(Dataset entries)
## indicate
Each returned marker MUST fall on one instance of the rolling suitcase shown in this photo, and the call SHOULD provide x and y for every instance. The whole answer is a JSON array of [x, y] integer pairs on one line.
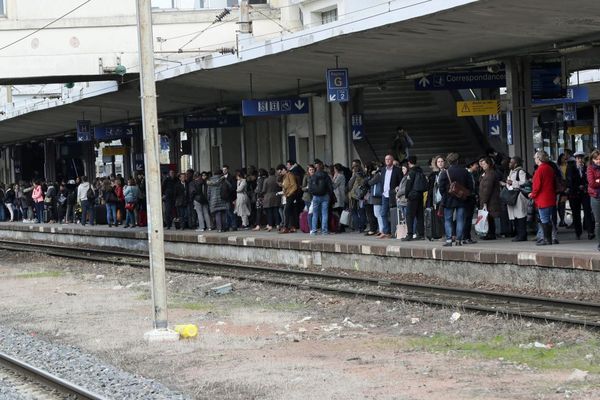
[[304, 223], [433, 224]]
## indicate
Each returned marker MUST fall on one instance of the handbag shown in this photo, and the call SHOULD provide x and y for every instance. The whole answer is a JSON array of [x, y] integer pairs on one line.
[[457, 190], [345, 218], [481, 225], [509, 197]]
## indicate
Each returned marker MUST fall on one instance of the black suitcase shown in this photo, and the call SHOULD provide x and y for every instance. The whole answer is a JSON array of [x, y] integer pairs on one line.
[[434, 228]]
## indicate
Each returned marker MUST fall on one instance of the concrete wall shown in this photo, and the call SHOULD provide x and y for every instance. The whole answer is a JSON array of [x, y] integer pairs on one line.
[[106, 30]]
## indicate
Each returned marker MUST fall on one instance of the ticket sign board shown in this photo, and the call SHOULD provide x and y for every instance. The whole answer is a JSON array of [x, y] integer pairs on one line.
[[338, 85], [84, 130], [211, 121], [478, 107], [268, 107], [113, 132], [114, 151], [580, 130]]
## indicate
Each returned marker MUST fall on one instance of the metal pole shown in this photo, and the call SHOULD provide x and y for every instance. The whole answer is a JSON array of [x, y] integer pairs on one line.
[[152, 164]]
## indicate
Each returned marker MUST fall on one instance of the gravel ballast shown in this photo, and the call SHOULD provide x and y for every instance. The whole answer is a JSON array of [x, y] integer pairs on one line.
[[87, 371]]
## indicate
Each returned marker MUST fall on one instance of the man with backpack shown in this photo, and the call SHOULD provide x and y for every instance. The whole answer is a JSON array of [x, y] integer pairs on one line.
[[391, 177], [416, 185], [86, 197], [319, 186]]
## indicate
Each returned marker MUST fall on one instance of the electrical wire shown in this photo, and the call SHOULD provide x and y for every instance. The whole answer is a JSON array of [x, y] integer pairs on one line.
[[45, 26]]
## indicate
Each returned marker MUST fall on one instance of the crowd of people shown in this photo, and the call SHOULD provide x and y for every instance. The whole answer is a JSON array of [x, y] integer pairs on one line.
[[373, 199]]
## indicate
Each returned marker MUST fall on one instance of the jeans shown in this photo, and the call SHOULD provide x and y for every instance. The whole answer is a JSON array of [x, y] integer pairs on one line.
[[377, 212], [231, 217], [448, 222], [320, 203], [39, 211], [385, 215], [111, 213], [359, 217], [87, 207], [130, 218], [203, 215]]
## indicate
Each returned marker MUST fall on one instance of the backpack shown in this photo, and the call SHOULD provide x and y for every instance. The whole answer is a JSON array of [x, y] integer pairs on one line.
[[225, 190], [90, 194], [420, 183], [317, 186]]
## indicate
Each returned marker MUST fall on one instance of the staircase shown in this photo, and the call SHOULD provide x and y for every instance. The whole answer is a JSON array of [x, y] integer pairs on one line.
[[429, 118]]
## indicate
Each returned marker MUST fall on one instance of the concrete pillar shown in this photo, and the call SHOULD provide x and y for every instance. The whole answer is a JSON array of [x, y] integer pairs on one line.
[[518, 82], [49, 160]]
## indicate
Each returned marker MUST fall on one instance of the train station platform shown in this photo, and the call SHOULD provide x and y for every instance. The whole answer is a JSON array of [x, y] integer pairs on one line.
[[570, 267]]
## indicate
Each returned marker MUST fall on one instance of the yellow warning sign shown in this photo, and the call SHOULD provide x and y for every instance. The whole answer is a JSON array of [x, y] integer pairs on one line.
[[579, 130], [480, 107]]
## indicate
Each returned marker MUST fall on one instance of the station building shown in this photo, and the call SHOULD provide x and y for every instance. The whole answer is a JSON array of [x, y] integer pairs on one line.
[[420, 65]]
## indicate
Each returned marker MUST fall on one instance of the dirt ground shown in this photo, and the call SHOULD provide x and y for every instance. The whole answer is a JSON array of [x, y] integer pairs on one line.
[[268, 342]]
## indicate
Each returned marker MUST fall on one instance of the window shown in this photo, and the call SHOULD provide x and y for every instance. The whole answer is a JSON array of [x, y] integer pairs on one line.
[[329, 16]]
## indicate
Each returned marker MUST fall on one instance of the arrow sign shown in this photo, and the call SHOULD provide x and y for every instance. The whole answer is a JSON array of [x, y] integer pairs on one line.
[[358, 128], [268, 107]]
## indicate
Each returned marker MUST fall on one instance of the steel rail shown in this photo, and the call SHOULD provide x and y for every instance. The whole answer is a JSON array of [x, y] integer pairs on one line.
[[455, 296], [47, 379]]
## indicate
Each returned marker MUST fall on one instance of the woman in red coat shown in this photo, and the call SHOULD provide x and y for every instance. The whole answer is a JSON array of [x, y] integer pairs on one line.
[[593, 175], [543, 194]]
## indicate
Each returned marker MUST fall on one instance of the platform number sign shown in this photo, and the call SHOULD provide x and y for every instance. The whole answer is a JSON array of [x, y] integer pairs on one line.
[[338, 85]]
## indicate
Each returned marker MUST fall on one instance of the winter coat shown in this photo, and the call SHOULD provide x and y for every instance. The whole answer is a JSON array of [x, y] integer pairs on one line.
[[543, 190], [339, 190], [489, 193], [242, 200], [180, 195], [270, 189], [216, 203], [289, 185], [306, 196], [131, 193], [593, 175], [519, 210], [459, 175]]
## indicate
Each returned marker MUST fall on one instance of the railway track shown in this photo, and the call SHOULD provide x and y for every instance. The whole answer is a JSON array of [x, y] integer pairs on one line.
[[509, 304], [32, 382]]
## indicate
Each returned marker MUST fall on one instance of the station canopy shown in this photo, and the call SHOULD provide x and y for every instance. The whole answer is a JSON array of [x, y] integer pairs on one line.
[[391, 45]]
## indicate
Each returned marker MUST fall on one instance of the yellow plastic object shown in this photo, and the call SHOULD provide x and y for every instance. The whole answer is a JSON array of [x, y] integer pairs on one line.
[[187, 330]]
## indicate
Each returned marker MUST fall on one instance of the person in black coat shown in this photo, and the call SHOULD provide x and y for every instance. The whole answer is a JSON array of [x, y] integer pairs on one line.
[[414, 197], [578, 196], [390, 180], [453, 204]]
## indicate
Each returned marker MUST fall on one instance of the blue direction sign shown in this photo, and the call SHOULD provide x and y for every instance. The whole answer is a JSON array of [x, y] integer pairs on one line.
[[358, 128], [494, 125], [113, 132], [211, 121], [338, 85], [461, 80], [576, 94], [84, 131], [266, 107]]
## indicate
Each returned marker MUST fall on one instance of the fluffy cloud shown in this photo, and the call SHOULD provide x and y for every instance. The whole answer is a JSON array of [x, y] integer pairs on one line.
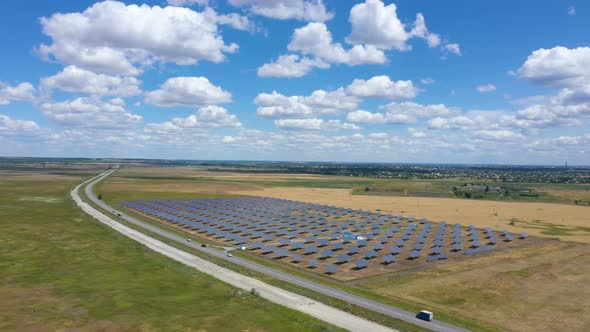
[[114, 38], [11, 127], [276, 105], [361, 116], [486, 88], [375, 28], [407, 112], [427, 81], [188, 2], [307, 10], [22, 92], [498, 135], [382, 87], [558, 67], [374, 23], [452, 48], [571, 11], [314, 124], [291, 65], [188, 91], [206, 117], [315, 39], [92, 114], [77, 80]]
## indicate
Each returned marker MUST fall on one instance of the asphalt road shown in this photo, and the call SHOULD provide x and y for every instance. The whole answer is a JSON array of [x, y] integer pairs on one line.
[[410, 317]]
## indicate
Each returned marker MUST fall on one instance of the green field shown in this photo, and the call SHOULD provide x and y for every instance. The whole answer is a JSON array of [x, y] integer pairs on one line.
[[59, 269]]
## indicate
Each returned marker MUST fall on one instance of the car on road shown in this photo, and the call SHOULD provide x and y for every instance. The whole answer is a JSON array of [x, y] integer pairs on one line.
[[425, 315]]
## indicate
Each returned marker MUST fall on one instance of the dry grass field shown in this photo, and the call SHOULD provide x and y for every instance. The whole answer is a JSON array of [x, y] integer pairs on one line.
[[538, 288], [566, 222]]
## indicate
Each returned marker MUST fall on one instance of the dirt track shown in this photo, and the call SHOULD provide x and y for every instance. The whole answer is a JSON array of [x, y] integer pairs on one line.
[[468, 212]]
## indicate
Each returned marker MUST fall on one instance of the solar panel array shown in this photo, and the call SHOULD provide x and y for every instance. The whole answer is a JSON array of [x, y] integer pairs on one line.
[[336, 236]]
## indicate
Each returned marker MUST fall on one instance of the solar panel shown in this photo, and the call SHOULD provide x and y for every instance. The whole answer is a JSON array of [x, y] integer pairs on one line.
[[370, 254], [311, 249], [282, 253], [414, 254], [353, 250], [326, 253], [361, 263], [313, 263], [332, 268], [378, 246], [337, 246], [395, 250], [343, 258], [433, 258], [388, 259], [268, 249]]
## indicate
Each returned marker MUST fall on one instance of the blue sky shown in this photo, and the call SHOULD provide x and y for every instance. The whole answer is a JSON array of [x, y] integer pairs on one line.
[[365, 81]]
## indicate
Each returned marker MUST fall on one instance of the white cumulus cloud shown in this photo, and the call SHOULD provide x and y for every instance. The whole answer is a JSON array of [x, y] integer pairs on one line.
[[306, 10], [91, 113], [22, 92], [486, 88], [382, 87], [78, 80], [188, 91], [114, 38]]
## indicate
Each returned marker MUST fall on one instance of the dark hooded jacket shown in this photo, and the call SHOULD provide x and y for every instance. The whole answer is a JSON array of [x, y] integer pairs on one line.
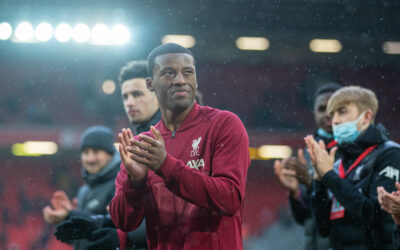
[[302, 210], [96, 194], [364, 224]]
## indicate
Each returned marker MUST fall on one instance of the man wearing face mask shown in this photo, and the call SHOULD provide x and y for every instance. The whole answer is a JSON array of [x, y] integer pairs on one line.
[[351, 214], [296, 173]]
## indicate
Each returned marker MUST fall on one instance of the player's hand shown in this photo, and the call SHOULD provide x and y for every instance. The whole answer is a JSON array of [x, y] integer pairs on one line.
[[149, 151], [321, 158], [299, 165], [390, 202], [136, 170], [59, 209]]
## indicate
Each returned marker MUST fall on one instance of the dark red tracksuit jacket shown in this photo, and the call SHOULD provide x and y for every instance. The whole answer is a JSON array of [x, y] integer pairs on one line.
[[195, 199]]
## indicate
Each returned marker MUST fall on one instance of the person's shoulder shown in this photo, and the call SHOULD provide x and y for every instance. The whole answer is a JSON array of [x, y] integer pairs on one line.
[[214, 113]]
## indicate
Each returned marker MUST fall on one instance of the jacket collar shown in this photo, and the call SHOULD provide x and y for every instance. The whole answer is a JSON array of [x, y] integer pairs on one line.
[[189, 121], [110, 171], [143, 127]]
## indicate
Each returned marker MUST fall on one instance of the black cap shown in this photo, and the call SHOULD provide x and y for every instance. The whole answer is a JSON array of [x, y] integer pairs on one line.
[[98, 137]]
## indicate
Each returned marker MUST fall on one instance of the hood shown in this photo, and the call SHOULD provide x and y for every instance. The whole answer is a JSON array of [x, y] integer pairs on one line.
[[110, 171]]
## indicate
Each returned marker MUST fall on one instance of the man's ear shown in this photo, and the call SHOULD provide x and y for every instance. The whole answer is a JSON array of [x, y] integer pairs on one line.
[[149, 84], [368, 116]]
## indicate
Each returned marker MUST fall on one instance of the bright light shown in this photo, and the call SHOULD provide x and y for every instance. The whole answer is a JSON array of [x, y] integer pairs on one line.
[[24, 32], [274, 151], [325, 45], [34, 148], [5, 31], [100, 34], [44, 32], [63, 32], [183, 40], [108, 87], [81, 33], [391, 47], [252, 43], [119, 34]]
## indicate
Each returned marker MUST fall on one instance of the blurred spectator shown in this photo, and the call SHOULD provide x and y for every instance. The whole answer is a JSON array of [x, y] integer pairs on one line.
[[295, 173], [100, 163], [352, 216]]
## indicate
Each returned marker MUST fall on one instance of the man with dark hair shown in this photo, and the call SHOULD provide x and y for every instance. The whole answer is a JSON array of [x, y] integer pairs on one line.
[[141, 107], [100, 163], [187, 175], [296, 173]]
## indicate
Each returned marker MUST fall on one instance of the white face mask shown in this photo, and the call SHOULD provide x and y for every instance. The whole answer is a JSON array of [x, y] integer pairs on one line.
[[346, 132]]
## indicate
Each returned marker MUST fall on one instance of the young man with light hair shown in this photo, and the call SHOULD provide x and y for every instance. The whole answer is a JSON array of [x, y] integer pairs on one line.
[[350, 212]]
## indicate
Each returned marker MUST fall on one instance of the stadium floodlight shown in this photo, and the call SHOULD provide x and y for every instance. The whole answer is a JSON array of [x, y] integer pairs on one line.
[[274, 151], [391, 47], [325, 46], [108, 87], [44, 32], [34, 148], [24, 32], [81, 33], [119, 34], [186, 41], [100, 34], [5, 31], [252, 43], [63, 32]]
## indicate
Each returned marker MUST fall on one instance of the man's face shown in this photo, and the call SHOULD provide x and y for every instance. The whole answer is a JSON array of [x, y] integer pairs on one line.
[[348, 113], [94, 159], [140, 104], [174, 81], [321, 117]]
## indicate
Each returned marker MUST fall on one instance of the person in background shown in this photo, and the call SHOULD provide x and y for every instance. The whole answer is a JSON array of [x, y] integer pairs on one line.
[[296, 173], [351, 216], [141, 108], [100, 165]]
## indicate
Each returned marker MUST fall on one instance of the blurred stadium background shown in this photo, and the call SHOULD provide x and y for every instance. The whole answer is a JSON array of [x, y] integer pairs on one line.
[[261, 59]]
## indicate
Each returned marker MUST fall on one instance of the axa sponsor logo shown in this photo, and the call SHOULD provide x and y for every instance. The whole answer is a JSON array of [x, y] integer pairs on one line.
[[196, 164], [390, 172], [93, 203], [195, 145]]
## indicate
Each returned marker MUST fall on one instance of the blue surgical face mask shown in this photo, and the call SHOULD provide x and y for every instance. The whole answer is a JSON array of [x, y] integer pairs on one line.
[[346, 132], [325, 134]]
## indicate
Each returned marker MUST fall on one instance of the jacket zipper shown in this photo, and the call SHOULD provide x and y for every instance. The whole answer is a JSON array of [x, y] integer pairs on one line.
[[173, 199]]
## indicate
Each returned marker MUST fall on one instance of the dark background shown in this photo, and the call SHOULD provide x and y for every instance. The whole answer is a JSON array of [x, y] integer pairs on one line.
[[52, 91]]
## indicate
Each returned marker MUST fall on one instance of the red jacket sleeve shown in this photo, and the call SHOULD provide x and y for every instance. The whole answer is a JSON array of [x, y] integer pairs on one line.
[[223, 191], [127, 208]]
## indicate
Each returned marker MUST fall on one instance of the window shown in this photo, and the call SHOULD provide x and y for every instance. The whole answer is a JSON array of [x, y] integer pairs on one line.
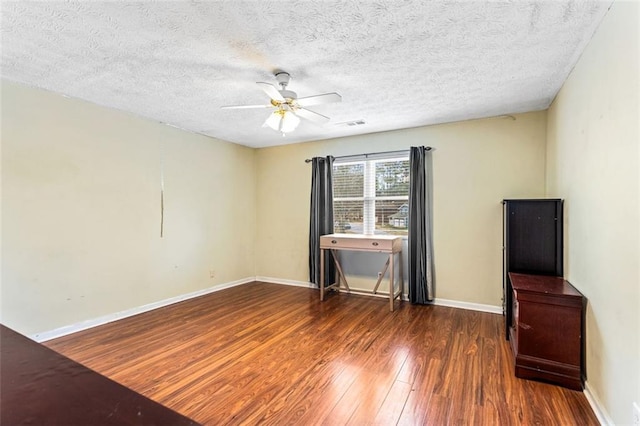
[[371, 194]]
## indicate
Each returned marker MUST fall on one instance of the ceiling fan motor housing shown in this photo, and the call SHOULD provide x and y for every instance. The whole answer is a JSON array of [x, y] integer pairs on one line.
[[288, 94], [283, 79]]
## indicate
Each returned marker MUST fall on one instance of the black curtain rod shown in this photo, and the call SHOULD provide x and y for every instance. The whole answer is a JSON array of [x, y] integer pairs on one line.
[[428, 148]]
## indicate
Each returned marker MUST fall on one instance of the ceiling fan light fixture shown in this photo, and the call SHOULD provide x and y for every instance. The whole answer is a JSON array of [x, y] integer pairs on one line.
[[283, 121]]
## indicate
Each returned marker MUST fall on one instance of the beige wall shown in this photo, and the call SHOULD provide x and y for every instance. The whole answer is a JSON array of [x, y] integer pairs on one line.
[[592, 162], [476, 165], [81, 211]]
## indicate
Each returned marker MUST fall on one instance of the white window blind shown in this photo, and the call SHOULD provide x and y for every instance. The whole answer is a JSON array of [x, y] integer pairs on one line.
[[371, 194]]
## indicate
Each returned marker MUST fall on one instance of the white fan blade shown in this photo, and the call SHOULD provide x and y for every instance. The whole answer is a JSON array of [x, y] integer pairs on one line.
[[271, 90], [311, 116], [245, 106], [326, 98]]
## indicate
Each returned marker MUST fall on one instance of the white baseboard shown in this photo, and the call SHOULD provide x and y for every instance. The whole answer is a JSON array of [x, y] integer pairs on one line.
[[439, 302], [469, 306], [597, 407], [286, 282], [94, 322]]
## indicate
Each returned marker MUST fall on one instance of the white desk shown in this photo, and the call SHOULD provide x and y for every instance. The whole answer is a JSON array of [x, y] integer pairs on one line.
[[358, 242]]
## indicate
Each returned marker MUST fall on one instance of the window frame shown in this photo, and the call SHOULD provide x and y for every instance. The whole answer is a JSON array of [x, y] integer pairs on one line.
[[368, 199]]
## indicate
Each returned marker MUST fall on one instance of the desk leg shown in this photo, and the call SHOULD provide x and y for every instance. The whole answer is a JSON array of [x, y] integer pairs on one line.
[[321, 275], [391, 290], [401, 273]]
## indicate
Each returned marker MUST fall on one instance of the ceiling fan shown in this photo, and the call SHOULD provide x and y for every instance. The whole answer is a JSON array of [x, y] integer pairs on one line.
[[288, 107]]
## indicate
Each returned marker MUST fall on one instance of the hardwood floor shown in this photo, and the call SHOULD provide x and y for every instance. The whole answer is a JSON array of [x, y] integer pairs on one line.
[[272, 354]]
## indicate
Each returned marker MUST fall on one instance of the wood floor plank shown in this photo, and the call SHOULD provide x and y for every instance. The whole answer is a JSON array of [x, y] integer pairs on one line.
[[270, 354]]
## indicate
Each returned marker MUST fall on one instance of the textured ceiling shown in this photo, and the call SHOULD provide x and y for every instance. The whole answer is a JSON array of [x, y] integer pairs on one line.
[[397, 64]]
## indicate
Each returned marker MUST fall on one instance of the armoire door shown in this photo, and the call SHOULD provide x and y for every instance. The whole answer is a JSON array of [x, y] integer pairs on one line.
[[532, 242]]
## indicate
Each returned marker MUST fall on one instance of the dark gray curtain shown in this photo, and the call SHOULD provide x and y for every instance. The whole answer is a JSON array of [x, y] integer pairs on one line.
[[421, 271], [321, 222]]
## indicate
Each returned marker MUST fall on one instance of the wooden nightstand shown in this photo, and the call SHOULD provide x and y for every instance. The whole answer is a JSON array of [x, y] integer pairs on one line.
[[546, 332]]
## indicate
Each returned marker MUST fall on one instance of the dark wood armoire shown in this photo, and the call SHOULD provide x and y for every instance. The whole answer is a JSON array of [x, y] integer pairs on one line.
[[532, 243]]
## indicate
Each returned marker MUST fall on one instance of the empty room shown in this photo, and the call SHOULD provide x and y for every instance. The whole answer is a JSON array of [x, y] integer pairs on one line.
[[337, 212]]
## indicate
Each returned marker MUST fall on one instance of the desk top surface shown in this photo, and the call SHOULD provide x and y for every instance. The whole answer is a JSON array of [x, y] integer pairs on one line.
[[362, 236]]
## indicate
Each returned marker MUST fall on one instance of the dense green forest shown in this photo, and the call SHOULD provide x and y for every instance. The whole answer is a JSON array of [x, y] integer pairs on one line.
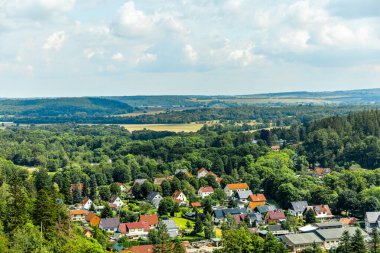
[[276, 115], [60, 107], [98, 156]]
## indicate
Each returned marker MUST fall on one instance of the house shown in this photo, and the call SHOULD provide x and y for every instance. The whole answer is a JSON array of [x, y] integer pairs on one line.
[[319, 172], [329, 225], [179, 197], [74, 187], [92, 219], [297, 242], [205, 191], [372, 220], [159, 180], [322, 212], [172, 228], [275, 216], [297, 208], [253, 205], [154, 198], [134, 229], [86, 203], [122, 187], [77, 215], [243, 195], [140, 249], [220, 215], [201, 173], [331, 237], [117, 202], [265, 209], [109, 224], [139, 181], [150, 219], [196, 204], [231, 188], [277, 230]]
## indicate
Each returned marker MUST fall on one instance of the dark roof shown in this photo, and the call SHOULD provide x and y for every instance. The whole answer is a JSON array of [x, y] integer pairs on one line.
[[222, 213], [110, 223], [152, 195], [299, 206]]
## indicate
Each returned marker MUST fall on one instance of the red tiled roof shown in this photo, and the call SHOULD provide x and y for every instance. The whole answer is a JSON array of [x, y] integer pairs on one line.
[[151, 219], [196, 204], [206, 189], [201, 170], [276, 215], [176, 194], [257, 197], [238, 186]]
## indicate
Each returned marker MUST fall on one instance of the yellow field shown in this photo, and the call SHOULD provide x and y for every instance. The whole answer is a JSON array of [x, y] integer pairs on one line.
[[192, 127]]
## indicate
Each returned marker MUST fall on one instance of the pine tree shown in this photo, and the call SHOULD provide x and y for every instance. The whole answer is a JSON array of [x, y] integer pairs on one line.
[[357, 242], [345, 243], [93, 188], [17, 212]]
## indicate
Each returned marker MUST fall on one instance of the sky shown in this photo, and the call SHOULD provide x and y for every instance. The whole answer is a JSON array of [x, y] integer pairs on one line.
[[51, 48]]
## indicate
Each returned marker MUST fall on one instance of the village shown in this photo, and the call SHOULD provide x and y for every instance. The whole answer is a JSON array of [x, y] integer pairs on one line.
[[196, 221]]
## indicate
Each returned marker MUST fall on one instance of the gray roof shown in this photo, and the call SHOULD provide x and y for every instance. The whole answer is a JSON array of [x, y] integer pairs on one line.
[[299, 206], [336, 224], [152, 195], [266, 208], [244, 194], [336, 233], [222, 213], [300, 239], [109, 223], [170, 224], [372, 217]]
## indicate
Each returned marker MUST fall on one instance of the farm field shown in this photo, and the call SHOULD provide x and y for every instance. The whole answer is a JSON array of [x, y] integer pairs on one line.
[[191, 127]]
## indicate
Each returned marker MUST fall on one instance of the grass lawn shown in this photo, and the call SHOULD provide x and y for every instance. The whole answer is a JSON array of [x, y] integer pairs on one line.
[[181, 222]]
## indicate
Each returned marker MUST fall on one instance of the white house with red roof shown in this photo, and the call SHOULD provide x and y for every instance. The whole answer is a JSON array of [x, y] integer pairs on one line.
[[179, 197], [205, 191], [202, 173], [134, 229]]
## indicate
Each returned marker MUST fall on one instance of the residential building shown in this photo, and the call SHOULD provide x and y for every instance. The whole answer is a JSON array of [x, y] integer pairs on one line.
[[117, 202], [329, 225], [86, 203], [154, 198], [109, 224], [122, 187], [151, 219], [173, 229], [275, 216], [297, 208], [77, 215], [179, 197], [297, 242], [220, 215], [134, 229], [205, 191], [92, 219], [372, 220], [231, 188], [331, 237]]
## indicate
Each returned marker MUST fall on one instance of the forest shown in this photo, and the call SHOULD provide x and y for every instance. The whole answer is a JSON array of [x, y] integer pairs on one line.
[[40, 163]]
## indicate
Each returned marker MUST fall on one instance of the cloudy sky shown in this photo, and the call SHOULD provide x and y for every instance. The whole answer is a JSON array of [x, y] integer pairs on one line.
[[119, 47]]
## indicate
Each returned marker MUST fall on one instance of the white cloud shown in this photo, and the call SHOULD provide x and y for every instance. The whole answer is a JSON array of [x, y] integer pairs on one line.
[[190, 54], [55, 41], [118, 57]]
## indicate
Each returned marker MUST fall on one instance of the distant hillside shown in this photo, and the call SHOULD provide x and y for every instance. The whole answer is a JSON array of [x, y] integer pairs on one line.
[[63, 107]]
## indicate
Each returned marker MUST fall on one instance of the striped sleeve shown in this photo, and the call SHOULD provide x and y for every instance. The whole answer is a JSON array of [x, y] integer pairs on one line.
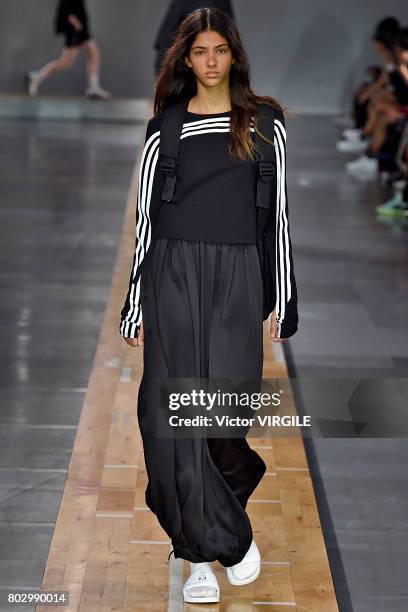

### Exercise task
Starting at the first line of the material, copy each line unchanged, ending with the line that contains "Each returned marker MUST fall on one instance of the rolling".

### Result for this task
## indicate
Each returned marker MUST fall on one instance of the rolling suitcase shown in this photo, and the call SHOULD provide x and y for every instance. The whole answer is a JSON array of [x, y] integer pairs on one line.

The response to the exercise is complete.